**Task to complete:** Beginning with the line that has "Verify that every instance of the freezer", please write out the remaining lines of the material exactly, the last one included.

**Dataset:**
§

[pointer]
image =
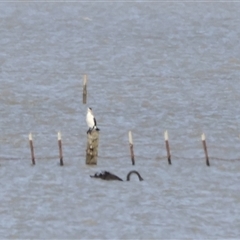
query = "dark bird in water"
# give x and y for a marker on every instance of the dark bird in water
(91, 121)
(105, 175)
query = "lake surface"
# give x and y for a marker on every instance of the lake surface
(151, 66)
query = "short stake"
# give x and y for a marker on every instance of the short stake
(131, 147)
(167, 147)
(60, 148)
(205, 149)
(31, 148)
(92, 147)
(84, 89)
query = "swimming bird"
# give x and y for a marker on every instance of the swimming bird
(105, 175)
(91, 121)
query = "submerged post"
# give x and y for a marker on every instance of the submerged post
(92, 147)
(60, 148)
(84, 89)
(131, 147)
(205, 149)
(167, 147)
(31, 148)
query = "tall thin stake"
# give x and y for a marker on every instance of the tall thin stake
(31, 148)
(167, 147)
(131, 147)
(205, 149)
(60, 148)
(84, 89)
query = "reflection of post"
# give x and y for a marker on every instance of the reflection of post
(84, 89)
(60, 148)
(167, 147)
(31, 148)
(131, 147)
(92, 147)
(205, 149)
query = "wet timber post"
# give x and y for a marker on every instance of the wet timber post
(84, 89)
(131, 147)
(205, 149)
(92, 147)
(31, 148)
(167, 147)
(60, 148)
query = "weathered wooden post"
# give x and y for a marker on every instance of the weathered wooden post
(131, 147)
(31, 148)
(167, 147)
(84, 89)
(60, 148)
(92, 147)
(205, 149)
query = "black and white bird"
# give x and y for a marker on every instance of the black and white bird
(91, 121)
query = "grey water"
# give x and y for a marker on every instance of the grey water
(151, 66)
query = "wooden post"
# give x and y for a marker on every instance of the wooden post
(60, 148)
(92, 147)
(167, 147)
(205, 149)
(31, 148)
(84, 89)
(131, 147)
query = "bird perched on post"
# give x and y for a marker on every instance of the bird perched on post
(91, 121)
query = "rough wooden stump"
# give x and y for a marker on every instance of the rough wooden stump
(92, 147)
(84, 89)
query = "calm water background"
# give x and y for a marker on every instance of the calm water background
(151, 67)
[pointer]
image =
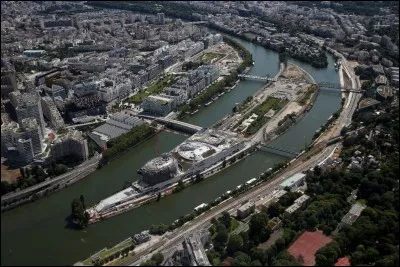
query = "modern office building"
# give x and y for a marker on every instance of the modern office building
(25, 150)
(72, 144)
(51, 113)
(158, 105)
(31, 131)
(293, 181)
(161, 18)
(246, 210)
(298, 203)
(29, 105)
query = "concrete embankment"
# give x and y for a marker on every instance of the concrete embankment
(130, 205)
(49, 189)
(272, 131)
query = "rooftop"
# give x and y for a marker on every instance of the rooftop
(292, 179)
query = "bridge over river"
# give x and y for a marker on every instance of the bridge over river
(175, 124)
(326, 86)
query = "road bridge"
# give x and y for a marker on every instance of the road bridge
(197, 22)
(175, 124)
(277, 150)
(337, 87)
(326, 86)
(259, 78)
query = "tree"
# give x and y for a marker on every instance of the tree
(82, 199)
(148, 263)
(235, 243)
(158, 258)
(256, 263)
(241, 259)
(22, 171)
(312, 221)
(226, 219)
(221, 237)
(274, 210)
(258, 231)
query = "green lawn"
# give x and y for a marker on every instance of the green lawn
(234, 224)
(310, 90)
(109, 252)
(154, 88)
(207, 57)
(271, 103)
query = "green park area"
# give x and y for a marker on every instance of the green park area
(208, 57)
(112, 253)
(271, 103)
(310, 91)
(154, 88)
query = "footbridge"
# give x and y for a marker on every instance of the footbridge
(257, 78)
(337, 87)
(174, 124)
(276, 150)
(326, 86)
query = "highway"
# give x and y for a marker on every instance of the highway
(60, 179)
(171, 239)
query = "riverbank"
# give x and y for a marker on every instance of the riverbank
(295, 110)
(212, 92)
(47, 216)
(143, 200)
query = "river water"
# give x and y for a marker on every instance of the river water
(36, 233)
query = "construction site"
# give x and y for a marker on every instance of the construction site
(279, 105)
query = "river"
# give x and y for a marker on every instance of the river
(36, 233)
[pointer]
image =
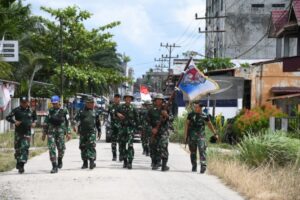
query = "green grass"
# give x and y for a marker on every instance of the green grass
(269, 147)
(7, 160)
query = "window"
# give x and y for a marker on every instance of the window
(221, 5)
(258, 5)
(278, 5)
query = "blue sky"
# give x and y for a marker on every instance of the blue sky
(144, 25)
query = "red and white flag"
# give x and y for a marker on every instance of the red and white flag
(145, 95)
(4, 97)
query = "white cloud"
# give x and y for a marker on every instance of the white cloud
(144, 24)
(135, 22)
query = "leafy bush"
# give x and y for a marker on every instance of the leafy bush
(255, 120)
(270, 148)
(178, 124)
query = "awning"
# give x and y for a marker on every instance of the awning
(285, 90)
(285, 97)
(12, 82)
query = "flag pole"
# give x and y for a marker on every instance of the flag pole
(178, 82)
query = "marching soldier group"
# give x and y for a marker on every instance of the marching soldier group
(152, 121)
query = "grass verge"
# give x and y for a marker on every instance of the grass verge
(261, 183)
(7, 160)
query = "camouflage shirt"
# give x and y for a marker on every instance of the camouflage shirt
(154, 117)
(57, 118)
(130, 114)
(88, 120)
(197, 123)
(112, 110)
(25, 115)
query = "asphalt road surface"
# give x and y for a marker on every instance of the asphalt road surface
(110, 181)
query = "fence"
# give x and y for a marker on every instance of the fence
(5, 125)
(289, 124)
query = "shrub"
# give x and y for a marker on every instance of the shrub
(255, 120)
(178, 124)
(269, 148)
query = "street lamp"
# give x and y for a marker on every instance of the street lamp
(61, 59)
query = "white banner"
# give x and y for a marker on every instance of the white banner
(9, 50)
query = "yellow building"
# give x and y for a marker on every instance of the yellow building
(274, 82)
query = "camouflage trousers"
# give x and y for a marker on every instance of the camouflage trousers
(154, 151)
(159, 147)
(22, 144)
(87, 145)
(145, 138)
(200, 144)
(56, 140)
(126, 143)
(114, 139)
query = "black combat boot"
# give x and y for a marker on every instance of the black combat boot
(164, 166)
(129, 165)
(159, 163)
(54, 168)
(155, 165)
(85, 164)
(120, 158)
(17, 165)
(21, 168)
(194, 168)
(59, 163)
(92, 164)
(125, 163)
(203, 169)
(114, 156)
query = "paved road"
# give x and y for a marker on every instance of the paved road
(110, 181)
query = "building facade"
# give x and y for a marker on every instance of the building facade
(244, 23)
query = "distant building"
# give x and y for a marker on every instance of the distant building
(276, 81)
(5, 125)
(244, 24)
(285, 27)
(129, 73)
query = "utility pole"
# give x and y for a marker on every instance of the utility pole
(61, 60)
(160, 66)
(170, 48)
(213, 31)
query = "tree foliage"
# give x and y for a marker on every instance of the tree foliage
(209, 64)
(89, 57)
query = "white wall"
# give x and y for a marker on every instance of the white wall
(227, 112)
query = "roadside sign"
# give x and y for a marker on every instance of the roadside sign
(9, 50)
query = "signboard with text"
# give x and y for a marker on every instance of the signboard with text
(9, 50)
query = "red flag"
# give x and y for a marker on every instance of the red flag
(145, 95)
(144, 89)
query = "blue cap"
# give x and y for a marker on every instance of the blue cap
(55, 99)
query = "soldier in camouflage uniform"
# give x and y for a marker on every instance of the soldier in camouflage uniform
(145, 127)
(128, 115)
(195, 135)
(88, 122)
(24, 120)
(56, 127)
(115, 127)
(159, 121)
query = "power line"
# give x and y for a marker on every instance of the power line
(170, 48)
(185, 31)
(265, 35)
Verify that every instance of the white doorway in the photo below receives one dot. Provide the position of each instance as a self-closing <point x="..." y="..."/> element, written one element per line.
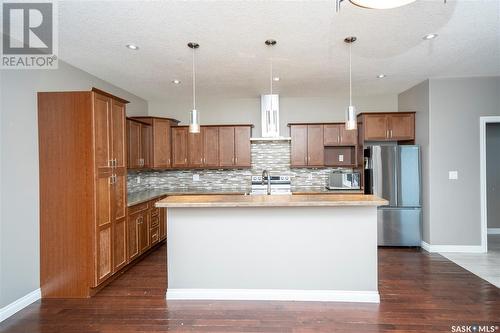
<point x="486" y="128"/>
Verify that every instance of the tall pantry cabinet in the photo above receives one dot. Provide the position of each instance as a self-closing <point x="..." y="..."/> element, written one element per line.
<point x="83" y="177"/>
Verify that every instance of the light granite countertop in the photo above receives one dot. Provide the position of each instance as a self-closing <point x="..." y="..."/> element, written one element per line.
<point x="143" y="196"/>
<point x="312" y="200"/>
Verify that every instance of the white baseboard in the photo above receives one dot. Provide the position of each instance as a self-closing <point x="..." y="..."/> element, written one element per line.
<point x="493" y="231"/>
<point x="274" y="295"/>
<point x="452" y="248"/>
<point x="19" y="304"/>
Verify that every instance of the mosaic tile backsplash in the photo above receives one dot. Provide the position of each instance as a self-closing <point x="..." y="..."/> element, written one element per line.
<point x="271" y="155"/>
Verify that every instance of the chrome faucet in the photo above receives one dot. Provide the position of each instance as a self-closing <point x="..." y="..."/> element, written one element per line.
<point x="265" y="173"/>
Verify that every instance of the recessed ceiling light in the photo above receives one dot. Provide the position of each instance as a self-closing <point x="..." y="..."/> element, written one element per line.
<point x="429" y="36"/>
<point x="132" y="46"/>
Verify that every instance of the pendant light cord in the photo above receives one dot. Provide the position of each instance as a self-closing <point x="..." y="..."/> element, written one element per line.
<point x="194" y="82"/>
<point x="350" y="74"/>
<point x="271" y="76"/>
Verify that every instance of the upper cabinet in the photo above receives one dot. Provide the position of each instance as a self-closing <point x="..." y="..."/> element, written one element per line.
<point x="139" y="144"/>
<point x="307" y="145"/>
<point x="337" y="135"/>
<point x="160" y="141"/>
<point x="396" y="126"/>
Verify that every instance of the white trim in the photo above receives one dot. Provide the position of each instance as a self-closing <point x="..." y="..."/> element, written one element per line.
<point x="19" y="304"/>
<point x="493" y="231"/>
<point x="274" y="295"/>
<point x="452" y="248"/>
<point x="482" y="165"/>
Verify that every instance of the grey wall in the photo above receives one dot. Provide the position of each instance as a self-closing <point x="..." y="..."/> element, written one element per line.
<point x="292" y="109"/>
<point x="493" y="174"/>
<point x="455" y="108"/>
<point x="417" y="99"/>
<point x="19" y="237"/>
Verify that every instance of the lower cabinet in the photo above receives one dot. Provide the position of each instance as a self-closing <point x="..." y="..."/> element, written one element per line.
<point x="146" y="227"/>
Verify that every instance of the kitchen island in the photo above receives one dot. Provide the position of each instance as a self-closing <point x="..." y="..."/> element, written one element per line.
<point x="258" y="247"/>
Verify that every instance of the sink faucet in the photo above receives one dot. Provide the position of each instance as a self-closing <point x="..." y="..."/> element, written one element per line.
<point x="265" y="173"/>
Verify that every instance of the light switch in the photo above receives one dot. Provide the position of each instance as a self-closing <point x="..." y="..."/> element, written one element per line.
<point x="453" y="175"/>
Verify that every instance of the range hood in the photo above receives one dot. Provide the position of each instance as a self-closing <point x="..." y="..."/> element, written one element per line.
<point x="270" y="115"/>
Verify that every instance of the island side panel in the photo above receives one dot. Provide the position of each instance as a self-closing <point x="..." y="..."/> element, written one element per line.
<point x="278" y="248"/>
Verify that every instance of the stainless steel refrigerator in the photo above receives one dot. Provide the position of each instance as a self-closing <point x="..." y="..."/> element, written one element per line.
<point x="394" y="173"/>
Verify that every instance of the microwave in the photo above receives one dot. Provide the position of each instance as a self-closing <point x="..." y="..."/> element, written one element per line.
<point x="344" y="181"/>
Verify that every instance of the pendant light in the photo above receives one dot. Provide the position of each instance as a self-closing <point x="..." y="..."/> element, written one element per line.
<point x="351" y="121"/>
<point x="381" y="4"/>
<point x="194" y="118"/>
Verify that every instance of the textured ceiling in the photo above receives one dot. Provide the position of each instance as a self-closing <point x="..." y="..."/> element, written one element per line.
<point x="310" y="58"/>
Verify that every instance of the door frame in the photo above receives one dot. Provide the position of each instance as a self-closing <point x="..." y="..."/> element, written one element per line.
<point x="482" y="163"/>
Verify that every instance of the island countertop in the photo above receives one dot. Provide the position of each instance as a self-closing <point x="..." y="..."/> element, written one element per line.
<point x="316" y="200"/>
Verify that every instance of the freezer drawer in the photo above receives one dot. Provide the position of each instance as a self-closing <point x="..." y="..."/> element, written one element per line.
<point x="399" y="226"/>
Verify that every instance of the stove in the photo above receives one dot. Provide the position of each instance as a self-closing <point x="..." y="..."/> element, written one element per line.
<point x="279" y="185"/>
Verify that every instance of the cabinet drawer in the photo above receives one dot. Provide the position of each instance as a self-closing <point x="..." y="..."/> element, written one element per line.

§

**Solution to this exercise:**
Verify that every instance of the freezer drawer in the photo above receives one dot. Provide the position of each instance as a self-closing <point x="..." y="..."/> element, written one element per line.
<point x="399" y="226"/>
Verify that every instance of the stove in the photo above receives one dot. Provide the position of each instance as a self-closing <point x="..." y="..."/> element, written one element per line.
<point x="279" y="185"/>
Verify that every instance of the cabinet drawer in the photo above receives one dot. Provide the position of each instance as a self-closing <point x="..." y="..."/> element, written one element per line.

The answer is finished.